**元の文書**

広島でのオバマ大統領スピーチの背後にあるもの(2016/05/30)
オバマ大統領が広島を訪れ、スピーチを行った。その中でオバマ大統領は明確な謝罪の言葉を避けながら、戦争を始める人間の愚かさ、戦争のもたらす惨事、これから人類が採るべき道について語った。日本国内の報道では今回のオバマ大統領の広島訪問、スピーチは概ね好意的に受け入れられていたが、米、英のメディアはこれとは違った反応をしている。日本の文化には「言葉はなくとも分かり合える」といった「思いやり」を貴ぶ精神が強く存在する。これに対してアメリカでは「大切なことは言葉にして表現すべき」との発想が根本にある。今回オバマ大統領が広島を訪問し、献花を行ったことだけでも「有り難い」と感じ、「アメリカの原爆投下の重大性を理解してもらえた」と感じる日本と、「原爆によりもたらされる被害は甚大であり、繰り返してはならない」ことを表現しただけだとするアメリカの間には未だ温度差があるようだ。各メディアは以下のように報じている。

**与えられた依頼**
上にあるオバマ大統領の広島スピーチについての文章を、一字も変えずに最初から最後まで書き写してください。

**保存された記録**
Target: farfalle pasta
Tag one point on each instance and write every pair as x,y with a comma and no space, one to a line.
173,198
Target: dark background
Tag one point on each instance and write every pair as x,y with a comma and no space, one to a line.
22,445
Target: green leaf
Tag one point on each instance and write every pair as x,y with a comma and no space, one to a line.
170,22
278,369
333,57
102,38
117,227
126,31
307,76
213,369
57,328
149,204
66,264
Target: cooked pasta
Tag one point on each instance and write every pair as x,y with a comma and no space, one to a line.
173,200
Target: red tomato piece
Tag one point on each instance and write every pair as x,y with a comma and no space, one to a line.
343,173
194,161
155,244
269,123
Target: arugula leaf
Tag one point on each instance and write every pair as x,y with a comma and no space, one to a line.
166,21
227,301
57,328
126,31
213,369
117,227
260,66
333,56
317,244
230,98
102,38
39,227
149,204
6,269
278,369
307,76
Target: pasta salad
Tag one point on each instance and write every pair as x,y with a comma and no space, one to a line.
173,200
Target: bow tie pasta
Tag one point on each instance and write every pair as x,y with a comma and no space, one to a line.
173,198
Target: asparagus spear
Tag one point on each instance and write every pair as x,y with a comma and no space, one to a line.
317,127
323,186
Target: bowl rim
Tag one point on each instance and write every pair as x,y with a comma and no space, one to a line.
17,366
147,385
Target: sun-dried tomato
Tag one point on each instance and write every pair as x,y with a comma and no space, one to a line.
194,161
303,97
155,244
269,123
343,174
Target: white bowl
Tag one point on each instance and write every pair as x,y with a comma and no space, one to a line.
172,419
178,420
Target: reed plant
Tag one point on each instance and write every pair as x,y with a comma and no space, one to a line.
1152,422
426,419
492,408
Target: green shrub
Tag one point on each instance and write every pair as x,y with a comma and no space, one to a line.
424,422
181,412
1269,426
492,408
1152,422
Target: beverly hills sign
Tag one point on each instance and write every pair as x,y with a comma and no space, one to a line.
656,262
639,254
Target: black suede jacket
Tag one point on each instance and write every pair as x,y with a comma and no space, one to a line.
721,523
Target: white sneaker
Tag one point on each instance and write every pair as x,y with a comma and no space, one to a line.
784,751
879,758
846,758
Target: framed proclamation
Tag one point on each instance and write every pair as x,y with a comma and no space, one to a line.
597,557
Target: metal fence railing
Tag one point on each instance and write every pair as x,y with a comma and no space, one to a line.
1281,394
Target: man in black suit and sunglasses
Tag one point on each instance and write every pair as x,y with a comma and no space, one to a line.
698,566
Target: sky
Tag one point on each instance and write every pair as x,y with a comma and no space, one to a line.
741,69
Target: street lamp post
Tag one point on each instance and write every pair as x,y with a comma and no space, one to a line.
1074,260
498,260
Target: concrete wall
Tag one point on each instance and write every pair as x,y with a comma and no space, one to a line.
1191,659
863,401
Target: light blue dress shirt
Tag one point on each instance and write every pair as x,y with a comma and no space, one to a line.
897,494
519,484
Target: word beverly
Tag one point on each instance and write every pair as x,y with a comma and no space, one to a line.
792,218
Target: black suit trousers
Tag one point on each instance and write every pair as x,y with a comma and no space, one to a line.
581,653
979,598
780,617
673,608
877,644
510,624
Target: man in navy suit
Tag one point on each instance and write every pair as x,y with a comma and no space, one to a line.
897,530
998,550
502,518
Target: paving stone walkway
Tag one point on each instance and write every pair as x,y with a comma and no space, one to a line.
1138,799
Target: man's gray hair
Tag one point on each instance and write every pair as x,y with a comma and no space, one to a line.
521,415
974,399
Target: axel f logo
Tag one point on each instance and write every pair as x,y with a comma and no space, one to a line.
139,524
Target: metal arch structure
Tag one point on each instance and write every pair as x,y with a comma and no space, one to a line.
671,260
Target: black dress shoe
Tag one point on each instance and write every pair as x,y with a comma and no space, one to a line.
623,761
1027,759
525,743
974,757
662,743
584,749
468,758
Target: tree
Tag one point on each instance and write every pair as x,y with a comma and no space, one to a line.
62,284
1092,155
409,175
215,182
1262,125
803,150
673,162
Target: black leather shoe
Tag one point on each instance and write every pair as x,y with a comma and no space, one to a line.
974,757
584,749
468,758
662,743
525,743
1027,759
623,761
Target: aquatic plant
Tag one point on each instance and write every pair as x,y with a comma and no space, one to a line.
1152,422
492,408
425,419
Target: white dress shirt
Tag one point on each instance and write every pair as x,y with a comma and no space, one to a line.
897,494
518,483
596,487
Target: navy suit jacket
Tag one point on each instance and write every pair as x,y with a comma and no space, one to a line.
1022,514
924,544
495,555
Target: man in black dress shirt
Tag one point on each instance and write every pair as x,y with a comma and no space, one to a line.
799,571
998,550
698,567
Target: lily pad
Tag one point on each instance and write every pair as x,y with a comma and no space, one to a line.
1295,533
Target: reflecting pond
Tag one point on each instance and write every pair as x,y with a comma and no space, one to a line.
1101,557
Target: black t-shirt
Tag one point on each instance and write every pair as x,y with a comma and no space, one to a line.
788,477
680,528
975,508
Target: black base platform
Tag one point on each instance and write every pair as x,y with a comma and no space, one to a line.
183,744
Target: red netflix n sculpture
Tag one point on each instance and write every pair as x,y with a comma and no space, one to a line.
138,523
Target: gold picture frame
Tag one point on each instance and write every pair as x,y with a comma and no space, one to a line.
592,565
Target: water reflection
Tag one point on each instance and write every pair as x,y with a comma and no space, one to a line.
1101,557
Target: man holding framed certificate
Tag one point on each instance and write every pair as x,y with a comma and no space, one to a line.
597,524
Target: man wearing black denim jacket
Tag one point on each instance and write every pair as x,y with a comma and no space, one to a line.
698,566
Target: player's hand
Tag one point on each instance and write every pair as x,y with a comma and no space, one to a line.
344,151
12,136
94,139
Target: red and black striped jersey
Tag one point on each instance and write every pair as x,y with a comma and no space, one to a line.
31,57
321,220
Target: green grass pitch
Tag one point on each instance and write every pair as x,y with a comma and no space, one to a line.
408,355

**実行結果**
広島でのオバマ大統領スピーチの背後にあるもの(2016/05/30)
オバマ大統領が広島を訪れ、スピーチを行った。その中でオバマ大統領は明確な謝罪の言葉を避けながら、戦争を始める人間の愚かさ、戦争のもたらす惨事、これから人類が採るべき道について語った。日本国内の報道では今回のオバマ大統領の広島訪問、スピーチは概ね好意的に受け入れられていたが、米、英のメディアはこれとは違った反応をしている。日本の文化には「言葉はなくとも分かり合える」といった「思いやり」を貴ぶ精神が強く存在する。これに対してアメリカでは「大切なことは言葉にして表現すべき」との発想が根本にある。今回オバマ大統領が広島を訪問し、献花を行ったことだけでも「有り難い」と感じ、「アメリカの原爆投下の重大性を理解してもらえた」と感じる日本と、「原爆によりもたらされる被害は甚大であり、繰り返してはならない」ことを表現しただけだとするアメリカの間には未だ温度差があるようだ。各メディアは以下のように報じている。